◆ Exercise a: Pull out every line of the rows that contains the string "sign".

------ Excerpt provided ------

One-Time Pad
Mort Yao1 Construction
One-time pad (Vernam cipher). Given \(\ell \in \mathbb{Z}^+\) which is the fixed length of the plaintext, define the following encryption scheme \(\Pi=(\mathsf{Gen},\mathsf{Enc},\mathsf{Dec})\):
- Message space \(\mathcal{M} = \{0,1\}^\ell\).
- Key space \(\mathcal{K} = \{0,1\}^\ell\).
- Ciphertext space \(\mathcal{C} = \{0,1\}^\ell\).
- \(\mathsf{Gen}\) outputs a key \(k \in \mathcal{K}\) according to the uniform distribution.
- \(\mathsf{Enc}\) takes as input a key \(k \in \mathcal{K}\) and a message \(m \in \mathcal{M}\), and outputs the ciphertext \(c := k \oplus m\).
- \(\mathsf{Dec}\) takes as input a key \(k \in \mathcal{K}\) and a ciphertext \(c \in \mathcal{C}\), and outputs the message \(m := k \oplus c\).

------

◆ Exercise b: In the one-time pad construction, by what distribution does Gen output a key?

------ Source material ------

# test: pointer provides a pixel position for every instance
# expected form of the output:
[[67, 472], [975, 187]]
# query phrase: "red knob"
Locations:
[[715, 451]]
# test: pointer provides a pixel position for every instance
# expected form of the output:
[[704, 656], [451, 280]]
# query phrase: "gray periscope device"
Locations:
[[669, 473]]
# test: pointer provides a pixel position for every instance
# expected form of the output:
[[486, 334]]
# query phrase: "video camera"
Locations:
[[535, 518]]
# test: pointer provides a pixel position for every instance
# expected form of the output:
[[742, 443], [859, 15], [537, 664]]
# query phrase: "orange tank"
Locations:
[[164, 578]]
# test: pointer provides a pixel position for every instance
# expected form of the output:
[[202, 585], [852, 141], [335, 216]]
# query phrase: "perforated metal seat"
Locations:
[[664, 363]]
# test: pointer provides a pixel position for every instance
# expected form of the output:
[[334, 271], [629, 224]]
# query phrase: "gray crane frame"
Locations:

------
------ Source material ------

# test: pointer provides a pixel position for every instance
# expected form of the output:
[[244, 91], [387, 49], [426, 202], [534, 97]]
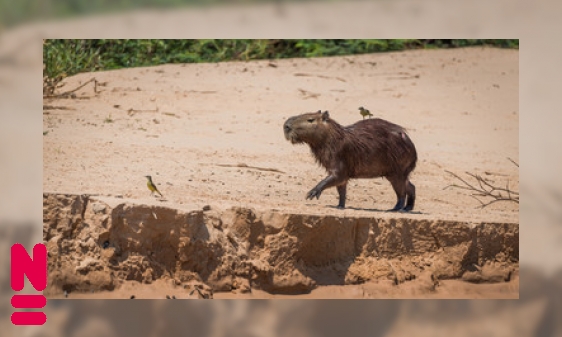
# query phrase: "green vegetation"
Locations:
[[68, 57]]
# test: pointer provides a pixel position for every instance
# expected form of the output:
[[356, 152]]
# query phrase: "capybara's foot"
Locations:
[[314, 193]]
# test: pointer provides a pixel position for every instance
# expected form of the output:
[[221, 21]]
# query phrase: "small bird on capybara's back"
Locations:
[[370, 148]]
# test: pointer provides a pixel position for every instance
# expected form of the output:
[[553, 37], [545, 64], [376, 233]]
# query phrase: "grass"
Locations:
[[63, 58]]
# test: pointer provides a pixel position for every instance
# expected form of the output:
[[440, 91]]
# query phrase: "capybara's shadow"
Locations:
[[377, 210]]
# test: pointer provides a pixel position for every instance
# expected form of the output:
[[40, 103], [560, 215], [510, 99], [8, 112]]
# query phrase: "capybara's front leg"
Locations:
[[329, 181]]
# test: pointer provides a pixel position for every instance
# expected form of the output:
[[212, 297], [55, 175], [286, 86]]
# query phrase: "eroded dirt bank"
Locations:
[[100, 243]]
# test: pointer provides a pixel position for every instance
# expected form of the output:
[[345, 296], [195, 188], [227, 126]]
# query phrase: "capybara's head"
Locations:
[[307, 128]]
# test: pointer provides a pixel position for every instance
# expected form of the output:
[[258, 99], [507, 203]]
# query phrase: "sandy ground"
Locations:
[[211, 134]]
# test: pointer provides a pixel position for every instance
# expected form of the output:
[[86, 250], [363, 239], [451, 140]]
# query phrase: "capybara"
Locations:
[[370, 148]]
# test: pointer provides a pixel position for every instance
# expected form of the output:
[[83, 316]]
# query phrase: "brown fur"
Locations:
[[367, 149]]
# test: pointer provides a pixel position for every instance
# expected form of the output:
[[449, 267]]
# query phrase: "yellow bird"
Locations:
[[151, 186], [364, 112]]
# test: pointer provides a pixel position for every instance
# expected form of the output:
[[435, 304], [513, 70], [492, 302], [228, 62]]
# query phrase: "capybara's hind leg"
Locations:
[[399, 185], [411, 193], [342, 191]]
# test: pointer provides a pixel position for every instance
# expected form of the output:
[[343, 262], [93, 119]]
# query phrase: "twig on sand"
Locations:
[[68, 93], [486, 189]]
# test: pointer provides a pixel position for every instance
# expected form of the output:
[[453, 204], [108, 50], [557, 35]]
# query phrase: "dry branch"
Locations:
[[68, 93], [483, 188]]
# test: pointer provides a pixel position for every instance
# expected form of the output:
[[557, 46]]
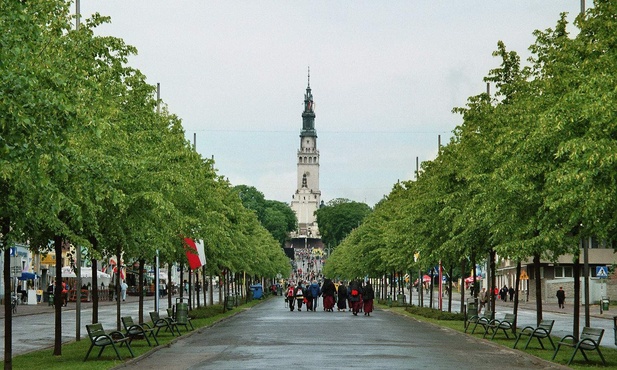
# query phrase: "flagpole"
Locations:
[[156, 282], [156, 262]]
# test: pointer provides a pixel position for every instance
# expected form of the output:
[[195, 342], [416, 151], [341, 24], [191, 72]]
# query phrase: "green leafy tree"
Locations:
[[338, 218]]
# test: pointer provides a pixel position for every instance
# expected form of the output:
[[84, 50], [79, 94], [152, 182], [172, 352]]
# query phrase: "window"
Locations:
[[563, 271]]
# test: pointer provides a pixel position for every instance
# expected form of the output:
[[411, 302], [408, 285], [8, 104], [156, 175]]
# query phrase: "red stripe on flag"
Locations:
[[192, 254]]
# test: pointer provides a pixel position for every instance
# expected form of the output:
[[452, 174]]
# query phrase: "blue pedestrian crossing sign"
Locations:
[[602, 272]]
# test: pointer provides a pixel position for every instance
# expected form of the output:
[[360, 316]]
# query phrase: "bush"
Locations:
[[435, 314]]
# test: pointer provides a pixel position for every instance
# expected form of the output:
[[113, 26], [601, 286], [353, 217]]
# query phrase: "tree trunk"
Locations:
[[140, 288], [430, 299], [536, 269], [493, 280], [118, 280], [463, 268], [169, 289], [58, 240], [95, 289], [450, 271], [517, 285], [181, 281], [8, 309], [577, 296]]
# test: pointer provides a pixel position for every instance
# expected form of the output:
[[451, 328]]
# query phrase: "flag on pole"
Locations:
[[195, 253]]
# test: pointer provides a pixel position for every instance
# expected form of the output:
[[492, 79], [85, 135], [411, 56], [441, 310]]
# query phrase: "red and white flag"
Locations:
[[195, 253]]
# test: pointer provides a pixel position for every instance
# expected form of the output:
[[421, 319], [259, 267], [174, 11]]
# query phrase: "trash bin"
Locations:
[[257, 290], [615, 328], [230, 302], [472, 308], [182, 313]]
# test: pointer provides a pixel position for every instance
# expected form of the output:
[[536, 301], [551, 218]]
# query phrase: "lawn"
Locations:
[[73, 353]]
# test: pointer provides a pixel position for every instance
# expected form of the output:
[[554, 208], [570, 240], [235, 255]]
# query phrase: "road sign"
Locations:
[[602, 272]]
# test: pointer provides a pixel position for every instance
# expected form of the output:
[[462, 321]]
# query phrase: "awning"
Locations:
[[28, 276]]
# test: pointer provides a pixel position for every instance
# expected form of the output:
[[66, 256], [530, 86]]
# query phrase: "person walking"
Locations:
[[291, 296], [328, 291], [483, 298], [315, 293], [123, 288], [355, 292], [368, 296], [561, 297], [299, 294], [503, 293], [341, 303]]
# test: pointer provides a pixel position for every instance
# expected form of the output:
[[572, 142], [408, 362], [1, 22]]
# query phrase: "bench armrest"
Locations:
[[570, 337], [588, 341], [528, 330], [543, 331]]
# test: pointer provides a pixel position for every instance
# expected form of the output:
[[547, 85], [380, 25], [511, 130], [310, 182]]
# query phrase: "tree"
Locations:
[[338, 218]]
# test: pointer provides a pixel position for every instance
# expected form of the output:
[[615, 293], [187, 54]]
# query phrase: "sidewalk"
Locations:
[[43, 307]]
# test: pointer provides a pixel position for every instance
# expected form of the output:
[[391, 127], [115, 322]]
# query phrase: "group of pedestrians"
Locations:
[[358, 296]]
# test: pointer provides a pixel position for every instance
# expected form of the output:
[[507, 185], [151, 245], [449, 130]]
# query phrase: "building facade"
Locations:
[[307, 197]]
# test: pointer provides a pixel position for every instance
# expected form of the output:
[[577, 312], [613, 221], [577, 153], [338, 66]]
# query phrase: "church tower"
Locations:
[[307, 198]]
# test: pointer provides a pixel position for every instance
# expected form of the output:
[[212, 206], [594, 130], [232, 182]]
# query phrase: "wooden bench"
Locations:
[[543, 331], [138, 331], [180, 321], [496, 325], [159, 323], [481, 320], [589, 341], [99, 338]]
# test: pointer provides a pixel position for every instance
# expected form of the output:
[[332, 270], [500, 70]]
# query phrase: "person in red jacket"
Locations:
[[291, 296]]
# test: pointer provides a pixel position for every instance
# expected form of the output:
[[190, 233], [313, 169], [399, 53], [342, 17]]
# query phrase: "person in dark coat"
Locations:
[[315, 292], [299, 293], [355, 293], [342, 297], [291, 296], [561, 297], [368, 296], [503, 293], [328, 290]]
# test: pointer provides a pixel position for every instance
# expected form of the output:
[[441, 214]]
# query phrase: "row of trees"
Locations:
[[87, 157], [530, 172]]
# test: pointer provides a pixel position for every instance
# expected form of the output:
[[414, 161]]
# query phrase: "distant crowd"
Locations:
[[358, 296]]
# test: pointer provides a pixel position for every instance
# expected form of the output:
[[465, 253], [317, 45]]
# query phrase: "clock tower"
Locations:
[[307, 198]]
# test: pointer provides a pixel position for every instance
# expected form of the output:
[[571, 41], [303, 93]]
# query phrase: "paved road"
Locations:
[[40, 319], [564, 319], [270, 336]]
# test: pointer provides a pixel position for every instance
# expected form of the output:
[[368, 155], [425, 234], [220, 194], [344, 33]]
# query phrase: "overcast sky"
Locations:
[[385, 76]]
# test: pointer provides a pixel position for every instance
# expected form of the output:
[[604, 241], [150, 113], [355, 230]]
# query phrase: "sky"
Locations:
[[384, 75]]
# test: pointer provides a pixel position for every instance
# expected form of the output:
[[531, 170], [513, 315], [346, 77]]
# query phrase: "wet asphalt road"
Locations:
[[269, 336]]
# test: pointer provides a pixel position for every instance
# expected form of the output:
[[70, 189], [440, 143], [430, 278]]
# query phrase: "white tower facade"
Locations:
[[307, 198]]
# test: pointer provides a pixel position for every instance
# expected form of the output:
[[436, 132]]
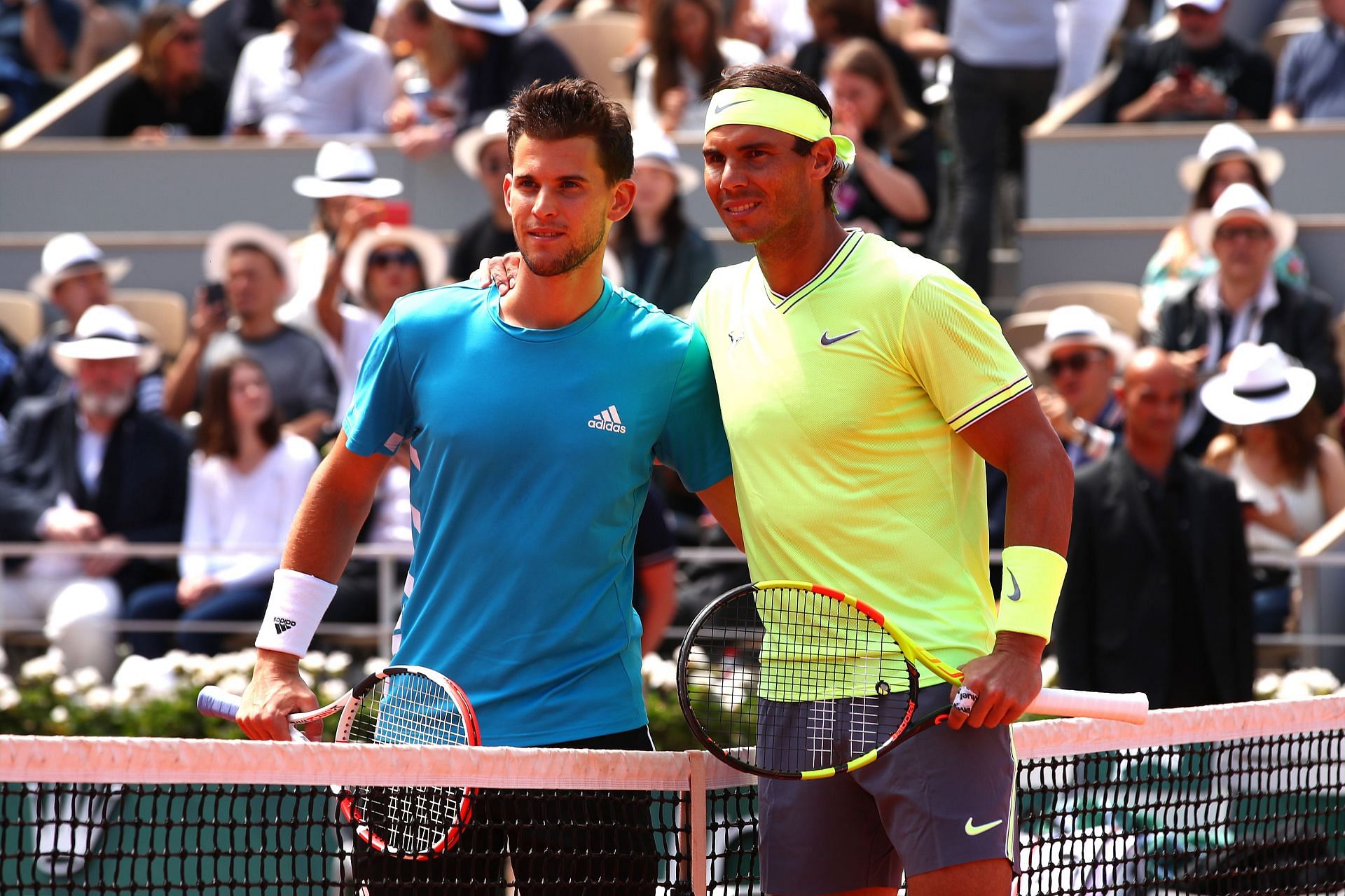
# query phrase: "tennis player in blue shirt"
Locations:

------

◆ Complete response a:
# query phrase: "blue pedestrian crossing sign"
# query phrase: "road sign"

◆ Complete response b: The uniform distribution.